Problem details
Copy out the lines below from the one containing "of the arched" through the last line, requests included. Scale every coordinate in the answers by 1.95 and round to whole numbers, with halves going up.

The data
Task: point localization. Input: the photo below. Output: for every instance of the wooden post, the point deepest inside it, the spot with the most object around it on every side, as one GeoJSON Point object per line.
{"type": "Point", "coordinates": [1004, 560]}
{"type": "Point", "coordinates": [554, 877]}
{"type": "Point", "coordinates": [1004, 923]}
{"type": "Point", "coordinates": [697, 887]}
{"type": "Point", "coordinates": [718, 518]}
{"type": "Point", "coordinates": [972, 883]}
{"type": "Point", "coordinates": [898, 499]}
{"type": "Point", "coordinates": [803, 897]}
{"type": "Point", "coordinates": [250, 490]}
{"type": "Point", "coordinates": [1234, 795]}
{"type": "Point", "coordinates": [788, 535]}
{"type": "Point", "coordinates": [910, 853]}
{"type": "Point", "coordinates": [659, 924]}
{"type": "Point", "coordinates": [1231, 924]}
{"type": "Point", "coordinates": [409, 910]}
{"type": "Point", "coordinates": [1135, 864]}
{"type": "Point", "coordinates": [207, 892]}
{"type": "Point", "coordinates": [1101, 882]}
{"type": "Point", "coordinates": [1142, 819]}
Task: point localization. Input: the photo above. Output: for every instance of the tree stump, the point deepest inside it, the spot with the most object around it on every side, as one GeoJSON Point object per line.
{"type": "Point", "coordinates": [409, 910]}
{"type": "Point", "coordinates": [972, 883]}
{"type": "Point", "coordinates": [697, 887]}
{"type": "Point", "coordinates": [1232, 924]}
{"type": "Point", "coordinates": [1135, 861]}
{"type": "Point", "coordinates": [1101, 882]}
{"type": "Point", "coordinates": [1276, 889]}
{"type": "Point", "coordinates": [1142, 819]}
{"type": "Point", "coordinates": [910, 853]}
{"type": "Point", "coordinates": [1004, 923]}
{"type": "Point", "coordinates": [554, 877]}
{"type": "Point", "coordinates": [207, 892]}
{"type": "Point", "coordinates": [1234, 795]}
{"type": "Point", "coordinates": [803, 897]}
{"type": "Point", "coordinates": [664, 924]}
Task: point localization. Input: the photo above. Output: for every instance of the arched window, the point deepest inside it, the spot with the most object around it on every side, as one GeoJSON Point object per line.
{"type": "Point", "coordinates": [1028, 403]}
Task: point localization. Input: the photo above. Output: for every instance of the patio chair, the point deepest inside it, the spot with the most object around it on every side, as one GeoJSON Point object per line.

Problem solution
Task: point localization. Input: the photo above. Output: for every instance of the arched window, the point deepest inside it, the spot with the most object around it on every side, as one GeoJSON Point object per line.
{"type": "Point", "coordinates": [2005, 786]}
Task: point localization. Input: the photo above. Output: for every instance of the patio chair, the point deepest inside it, the spot with the most object around it on every side, as one GeoJSON Point object per line.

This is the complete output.